***** Exercise data *****

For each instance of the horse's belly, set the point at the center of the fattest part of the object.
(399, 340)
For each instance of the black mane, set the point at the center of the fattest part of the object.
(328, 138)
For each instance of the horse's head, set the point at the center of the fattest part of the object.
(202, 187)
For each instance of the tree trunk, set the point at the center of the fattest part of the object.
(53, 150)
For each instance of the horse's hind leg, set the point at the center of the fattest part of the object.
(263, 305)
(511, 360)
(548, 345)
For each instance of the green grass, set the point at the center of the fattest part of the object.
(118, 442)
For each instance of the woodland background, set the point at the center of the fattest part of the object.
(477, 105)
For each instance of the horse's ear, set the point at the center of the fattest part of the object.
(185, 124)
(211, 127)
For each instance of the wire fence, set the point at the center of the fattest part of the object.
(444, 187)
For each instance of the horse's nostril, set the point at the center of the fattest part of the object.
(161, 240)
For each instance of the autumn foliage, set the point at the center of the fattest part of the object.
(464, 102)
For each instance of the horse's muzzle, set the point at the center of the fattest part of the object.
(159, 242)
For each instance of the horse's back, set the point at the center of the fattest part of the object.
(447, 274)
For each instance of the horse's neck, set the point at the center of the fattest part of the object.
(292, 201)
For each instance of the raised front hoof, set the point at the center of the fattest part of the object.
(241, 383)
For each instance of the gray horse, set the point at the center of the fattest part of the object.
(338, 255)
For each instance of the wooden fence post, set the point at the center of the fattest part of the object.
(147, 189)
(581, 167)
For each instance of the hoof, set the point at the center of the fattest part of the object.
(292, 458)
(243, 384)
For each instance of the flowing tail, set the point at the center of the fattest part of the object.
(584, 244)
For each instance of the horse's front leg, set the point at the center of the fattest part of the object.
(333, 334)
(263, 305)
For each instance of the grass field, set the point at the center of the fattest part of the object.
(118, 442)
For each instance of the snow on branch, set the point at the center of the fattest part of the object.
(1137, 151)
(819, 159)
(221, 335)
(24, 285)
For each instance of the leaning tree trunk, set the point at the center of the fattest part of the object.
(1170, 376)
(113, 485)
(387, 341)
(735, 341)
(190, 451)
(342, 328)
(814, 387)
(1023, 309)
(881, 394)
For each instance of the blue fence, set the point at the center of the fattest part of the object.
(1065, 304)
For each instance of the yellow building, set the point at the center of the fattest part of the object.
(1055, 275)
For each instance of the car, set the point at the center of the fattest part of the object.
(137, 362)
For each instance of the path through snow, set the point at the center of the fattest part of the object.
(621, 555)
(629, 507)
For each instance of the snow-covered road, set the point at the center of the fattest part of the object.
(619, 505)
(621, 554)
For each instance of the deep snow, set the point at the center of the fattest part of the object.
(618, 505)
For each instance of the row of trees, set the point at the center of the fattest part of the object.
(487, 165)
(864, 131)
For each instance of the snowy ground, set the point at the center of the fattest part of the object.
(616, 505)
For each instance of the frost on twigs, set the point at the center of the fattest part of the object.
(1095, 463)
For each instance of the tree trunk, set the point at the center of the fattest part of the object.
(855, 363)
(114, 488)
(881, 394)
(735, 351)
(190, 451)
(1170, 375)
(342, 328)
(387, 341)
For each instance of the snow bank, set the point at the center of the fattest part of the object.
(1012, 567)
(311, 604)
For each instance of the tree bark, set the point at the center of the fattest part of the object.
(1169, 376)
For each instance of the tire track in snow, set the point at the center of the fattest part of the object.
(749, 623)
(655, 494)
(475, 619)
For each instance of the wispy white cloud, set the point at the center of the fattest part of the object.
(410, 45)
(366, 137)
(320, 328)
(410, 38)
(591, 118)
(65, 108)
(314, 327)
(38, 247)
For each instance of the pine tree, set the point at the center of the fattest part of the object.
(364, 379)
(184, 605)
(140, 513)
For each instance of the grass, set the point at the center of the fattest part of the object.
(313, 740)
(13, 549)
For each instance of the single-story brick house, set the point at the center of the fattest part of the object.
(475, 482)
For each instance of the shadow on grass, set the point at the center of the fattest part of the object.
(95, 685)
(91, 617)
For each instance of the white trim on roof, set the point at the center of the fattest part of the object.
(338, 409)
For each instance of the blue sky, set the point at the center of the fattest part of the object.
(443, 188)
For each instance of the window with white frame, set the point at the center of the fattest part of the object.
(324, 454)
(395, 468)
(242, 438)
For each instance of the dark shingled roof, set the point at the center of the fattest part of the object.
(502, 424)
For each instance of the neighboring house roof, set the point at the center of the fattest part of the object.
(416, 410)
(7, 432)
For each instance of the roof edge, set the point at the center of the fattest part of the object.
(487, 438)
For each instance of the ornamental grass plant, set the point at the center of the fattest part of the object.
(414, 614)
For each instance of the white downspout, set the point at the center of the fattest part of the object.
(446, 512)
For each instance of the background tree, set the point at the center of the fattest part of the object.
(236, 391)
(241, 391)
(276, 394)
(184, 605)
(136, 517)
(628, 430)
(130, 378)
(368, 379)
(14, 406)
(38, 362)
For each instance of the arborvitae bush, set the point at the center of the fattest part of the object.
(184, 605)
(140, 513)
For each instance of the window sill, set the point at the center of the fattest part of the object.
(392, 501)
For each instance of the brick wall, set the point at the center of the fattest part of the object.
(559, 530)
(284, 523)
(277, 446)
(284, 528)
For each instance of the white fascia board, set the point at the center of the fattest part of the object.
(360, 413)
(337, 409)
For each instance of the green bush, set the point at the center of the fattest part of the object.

*****

## Stated task
Shift every coordinate in the answers by -55 and write out again the part that opens with the line containing "For each instance of the row" and closes with the line containing "(1095, 463)", both ends and the requests included. Give only those lines.

## Answer for this exercise
For each instance of the row of trees, set the point at the center of the fattest part of the object.
(432, 110)
(809, 76)
For each instance of the snowy ground, set the point at the center of the fattest part of the object.
(561, 450)
For each instance of the frost on twigs, set the point at the center of the fattest part of the object.
(1040, 408)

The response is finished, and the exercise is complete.